— Start EXCERPTED TEXT —

Community Detection Lab (week 2: modularity-based detection)

Import of python-igraph library and graph loading


In [1]:
# Import python-igraph library
import igraph
from IPython.display import Image

# Note: email graph is too large for the fast execution of the  Girvan-Newman method, so we use karate graph,
# which is available on github and was taken from http://www.cise.ufl.edu/research/sparse/matrices/Newman/karate.html
gname = 'karate'
with open(gname + '.ncol', 'r') as finp:
    g = igraph.Graph.Read_Ncol(finp, weights=False, directed=False)
igraph.summary(g)


IGRAPH UN-- 34 78 -- 
+ attr: name (v)

In [2]:
# Visualize the input graph into karate.png
gimg = gname + '.png'
igraph.plot(g, target=gimg)
# Show the visualization
Image(filename=gimg)

— End EXCERPTED TEXT —
— Start EXCERPTED DATA —

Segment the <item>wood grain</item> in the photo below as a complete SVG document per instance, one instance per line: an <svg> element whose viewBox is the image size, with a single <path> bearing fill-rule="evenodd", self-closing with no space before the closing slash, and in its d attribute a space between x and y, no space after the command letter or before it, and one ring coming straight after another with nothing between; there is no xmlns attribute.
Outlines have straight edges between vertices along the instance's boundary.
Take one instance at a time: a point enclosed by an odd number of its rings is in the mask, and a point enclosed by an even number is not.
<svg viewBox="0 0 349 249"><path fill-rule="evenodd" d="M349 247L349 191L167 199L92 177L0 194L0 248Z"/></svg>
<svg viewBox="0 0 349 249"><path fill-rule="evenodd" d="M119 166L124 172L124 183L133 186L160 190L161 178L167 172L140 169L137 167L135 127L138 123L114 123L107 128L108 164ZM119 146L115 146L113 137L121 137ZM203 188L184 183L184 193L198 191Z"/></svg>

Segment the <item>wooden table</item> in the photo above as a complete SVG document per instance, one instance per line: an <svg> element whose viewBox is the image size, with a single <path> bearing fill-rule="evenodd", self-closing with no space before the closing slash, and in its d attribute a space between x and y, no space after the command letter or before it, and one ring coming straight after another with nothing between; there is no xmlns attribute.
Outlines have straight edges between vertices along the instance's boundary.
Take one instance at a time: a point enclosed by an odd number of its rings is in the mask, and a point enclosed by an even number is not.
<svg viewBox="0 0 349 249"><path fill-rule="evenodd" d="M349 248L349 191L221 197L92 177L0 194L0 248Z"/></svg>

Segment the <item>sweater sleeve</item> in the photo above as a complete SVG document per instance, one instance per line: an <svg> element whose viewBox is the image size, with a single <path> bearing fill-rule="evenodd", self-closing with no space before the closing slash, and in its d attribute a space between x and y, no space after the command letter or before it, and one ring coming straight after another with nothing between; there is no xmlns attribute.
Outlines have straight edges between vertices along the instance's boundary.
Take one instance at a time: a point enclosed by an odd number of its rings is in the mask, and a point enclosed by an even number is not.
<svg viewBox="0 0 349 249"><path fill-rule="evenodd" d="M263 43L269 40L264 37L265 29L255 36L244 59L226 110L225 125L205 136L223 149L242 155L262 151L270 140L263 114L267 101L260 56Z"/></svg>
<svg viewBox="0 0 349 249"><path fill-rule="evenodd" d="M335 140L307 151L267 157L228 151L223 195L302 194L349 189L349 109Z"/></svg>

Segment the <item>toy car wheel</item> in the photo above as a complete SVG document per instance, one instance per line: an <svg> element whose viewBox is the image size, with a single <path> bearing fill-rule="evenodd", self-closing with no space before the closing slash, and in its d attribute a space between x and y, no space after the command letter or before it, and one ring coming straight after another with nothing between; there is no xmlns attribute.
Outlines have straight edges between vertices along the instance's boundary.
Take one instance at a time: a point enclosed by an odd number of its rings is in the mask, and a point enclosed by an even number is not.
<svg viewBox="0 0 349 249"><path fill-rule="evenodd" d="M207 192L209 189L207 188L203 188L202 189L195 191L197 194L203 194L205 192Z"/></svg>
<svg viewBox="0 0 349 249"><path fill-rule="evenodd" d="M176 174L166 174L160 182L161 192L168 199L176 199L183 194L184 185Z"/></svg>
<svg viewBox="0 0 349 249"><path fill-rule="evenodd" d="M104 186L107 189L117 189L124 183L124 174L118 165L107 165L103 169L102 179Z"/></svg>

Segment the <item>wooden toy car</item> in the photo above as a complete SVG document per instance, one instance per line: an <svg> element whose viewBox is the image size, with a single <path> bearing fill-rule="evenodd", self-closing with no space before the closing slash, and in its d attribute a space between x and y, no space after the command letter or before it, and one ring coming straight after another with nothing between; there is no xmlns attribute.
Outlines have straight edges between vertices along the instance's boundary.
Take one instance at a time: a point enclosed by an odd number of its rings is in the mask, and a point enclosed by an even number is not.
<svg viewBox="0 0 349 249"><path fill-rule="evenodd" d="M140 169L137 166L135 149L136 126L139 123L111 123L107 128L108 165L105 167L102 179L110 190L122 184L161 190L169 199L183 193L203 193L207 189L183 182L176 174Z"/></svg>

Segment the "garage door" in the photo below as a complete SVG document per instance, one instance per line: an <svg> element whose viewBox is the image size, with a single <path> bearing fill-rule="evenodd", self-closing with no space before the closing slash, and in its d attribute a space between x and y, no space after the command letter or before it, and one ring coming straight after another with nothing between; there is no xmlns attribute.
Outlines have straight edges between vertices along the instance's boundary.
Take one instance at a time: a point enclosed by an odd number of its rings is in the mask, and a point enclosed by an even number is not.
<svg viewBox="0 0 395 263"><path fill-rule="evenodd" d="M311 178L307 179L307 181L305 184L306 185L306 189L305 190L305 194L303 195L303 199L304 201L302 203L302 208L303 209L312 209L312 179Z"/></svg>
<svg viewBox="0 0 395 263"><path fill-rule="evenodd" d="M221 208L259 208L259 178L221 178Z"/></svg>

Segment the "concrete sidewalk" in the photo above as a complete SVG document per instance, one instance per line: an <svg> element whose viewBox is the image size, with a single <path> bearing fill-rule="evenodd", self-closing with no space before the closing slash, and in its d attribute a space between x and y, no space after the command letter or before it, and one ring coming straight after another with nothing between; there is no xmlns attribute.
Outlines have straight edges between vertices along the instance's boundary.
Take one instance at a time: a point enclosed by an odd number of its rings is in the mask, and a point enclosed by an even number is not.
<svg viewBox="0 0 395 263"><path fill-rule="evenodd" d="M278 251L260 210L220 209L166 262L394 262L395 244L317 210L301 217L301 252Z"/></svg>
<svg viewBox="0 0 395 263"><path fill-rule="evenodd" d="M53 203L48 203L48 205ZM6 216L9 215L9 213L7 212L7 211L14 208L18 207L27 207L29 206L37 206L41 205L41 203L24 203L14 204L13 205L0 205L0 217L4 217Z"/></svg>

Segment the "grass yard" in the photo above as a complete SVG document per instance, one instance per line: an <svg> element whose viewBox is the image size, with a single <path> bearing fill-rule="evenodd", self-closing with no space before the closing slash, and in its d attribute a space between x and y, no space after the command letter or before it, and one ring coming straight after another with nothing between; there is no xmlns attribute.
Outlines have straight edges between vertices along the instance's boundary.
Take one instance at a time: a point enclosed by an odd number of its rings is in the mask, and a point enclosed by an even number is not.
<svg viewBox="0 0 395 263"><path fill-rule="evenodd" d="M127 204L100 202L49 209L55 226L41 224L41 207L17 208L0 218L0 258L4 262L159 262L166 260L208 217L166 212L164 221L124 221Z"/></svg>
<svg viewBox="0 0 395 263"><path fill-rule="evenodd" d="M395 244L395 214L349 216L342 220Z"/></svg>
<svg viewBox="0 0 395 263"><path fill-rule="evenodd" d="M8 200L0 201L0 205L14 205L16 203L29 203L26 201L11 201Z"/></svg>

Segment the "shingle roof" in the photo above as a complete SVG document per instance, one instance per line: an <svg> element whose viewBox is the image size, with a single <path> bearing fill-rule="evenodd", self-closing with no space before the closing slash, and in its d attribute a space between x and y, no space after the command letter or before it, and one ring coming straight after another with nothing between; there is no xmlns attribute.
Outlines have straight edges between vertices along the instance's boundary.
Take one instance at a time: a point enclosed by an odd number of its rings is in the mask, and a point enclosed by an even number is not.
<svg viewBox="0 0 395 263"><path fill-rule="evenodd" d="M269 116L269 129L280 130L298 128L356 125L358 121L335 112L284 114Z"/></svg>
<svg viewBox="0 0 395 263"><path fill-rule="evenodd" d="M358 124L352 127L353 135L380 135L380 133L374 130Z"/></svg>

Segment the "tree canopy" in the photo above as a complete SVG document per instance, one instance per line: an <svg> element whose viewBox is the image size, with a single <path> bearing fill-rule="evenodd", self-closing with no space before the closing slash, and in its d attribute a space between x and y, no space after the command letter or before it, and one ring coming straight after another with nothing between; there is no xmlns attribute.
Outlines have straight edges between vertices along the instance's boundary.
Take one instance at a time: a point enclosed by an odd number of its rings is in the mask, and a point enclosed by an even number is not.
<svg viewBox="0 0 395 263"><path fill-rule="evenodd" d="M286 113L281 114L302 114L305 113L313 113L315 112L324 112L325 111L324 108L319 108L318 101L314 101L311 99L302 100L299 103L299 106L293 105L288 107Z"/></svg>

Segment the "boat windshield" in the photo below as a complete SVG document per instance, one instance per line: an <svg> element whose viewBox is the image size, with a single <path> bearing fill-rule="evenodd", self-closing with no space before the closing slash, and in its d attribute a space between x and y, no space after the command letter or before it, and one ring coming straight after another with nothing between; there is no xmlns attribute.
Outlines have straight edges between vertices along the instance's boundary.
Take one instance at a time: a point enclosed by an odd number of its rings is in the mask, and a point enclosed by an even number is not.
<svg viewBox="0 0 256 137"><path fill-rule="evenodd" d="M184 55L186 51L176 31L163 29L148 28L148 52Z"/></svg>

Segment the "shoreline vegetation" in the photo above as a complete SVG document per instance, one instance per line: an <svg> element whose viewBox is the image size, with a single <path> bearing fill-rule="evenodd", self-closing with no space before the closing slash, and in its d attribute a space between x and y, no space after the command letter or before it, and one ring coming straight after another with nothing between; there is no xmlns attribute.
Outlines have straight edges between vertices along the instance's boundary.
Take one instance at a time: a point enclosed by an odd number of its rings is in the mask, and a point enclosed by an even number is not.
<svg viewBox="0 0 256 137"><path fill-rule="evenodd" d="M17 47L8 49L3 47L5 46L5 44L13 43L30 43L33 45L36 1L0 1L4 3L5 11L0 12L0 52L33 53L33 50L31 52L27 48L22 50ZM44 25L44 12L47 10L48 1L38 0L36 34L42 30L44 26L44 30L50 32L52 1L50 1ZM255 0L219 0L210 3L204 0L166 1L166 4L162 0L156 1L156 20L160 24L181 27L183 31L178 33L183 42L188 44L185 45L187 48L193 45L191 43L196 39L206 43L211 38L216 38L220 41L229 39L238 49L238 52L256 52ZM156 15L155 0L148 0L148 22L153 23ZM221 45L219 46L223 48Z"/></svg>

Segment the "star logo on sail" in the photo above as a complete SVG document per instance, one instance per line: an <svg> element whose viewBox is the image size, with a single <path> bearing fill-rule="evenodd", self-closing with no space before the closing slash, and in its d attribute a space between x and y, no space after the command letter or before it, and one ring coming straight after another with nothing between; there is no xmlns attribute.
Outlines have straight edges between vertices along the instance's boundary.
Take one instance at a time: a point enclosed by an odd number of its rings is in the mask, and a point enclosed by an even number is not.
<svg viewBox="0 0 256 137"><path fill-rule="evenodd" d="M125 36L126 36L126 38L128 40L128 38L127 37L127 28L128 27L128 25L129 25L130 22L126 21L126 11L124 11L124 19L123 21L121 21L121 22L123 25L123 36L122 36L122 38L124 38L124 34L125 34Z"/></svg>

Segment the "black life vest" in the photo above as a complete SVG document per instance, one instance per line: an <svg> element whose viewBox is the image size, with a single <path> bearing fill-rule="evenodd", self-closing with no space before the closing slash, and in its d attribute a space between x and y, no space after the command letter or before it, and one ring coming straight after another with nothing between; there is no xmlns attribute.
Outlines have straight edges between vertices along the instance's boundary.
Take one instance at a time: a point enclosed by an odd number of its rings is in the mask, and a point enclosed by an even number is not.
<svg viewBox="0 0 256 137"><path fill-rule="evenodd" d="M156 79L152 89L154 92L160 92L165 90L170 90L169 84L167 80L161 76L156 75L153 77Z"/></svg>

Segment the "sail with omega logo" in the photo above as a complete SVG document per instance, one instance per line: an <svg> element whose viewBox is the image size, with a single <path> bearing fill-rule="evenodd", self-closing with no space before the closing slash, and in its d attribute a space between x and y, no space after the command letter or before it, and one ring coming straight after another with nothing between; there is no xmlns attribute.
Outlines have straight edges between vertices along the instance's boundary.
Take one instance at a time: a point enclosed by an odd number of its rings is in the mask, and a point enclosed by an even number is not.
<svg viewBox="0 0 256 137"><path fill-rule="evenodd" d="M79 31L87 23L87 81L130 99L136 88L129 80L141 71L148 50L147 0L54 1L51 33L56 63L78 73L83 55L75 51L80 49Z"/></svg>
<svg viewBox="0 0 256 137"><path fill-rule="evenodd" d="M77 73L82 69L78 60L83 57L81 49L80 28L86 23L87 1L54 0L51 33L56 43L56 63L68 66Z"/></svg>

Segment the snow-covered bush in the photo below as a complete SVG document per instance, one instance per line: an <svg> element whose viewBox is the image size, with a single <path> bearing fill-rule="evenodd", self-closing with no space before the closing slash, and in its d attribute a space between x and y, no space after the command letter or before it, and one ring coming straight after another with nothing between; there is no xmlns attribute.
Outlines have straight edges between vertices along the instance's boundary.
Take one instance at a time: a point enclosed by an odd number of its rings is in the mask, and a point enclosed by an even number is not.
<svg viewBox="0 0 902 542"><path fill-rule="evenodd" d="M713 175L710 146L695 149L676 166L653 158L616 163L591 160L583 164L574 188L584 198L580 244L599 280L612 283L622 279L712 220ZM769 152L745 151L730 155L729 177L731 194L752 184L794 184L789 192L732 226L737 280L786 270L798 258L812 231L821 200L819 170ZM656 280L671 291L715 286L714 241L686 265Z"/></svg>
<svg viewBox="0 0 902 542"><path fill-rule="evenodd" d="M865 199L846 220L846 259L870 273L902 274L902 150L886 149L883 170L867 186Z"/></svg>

— End EXCERPTED DATA —

• _ACTIONS TO TAKE_
1. Decide whether each statement agrees with the lab notebook, answering yes or no and quoting the deciding words: (a) The karate graph is used because it is larger than the email graph. (b) The graph is read as undirected. (c) The plot of the input graph is written to karate.png.
2. Transcribe the part of the lab notebook that opens with the words containing "# Note: email" and closes with "attr: name (v)".

• _RESPONSE LIST_
1.
(a) No: "email graph is too large"
(b) Yes: "directed=False"
(c) Yes: "Visualize the input graph into karate.png"

2.
# Note: email graph is too large for the fast execution of the  Girvan-Newman method, so we use karate graph,
# which is available on github and was taken from http://www.cise.ufl.edu/research/sparse/matrices/Newman/karate.html
gname = 'karate'
with open(gname + '.ncol', 'r') as finp:
    g = igraph.Graph.Read_Ncol(finp, weights=False, directed=False)
igraph.summary(g)


IGRAPH UN-- 34 78 -- 
+ attr: name (v)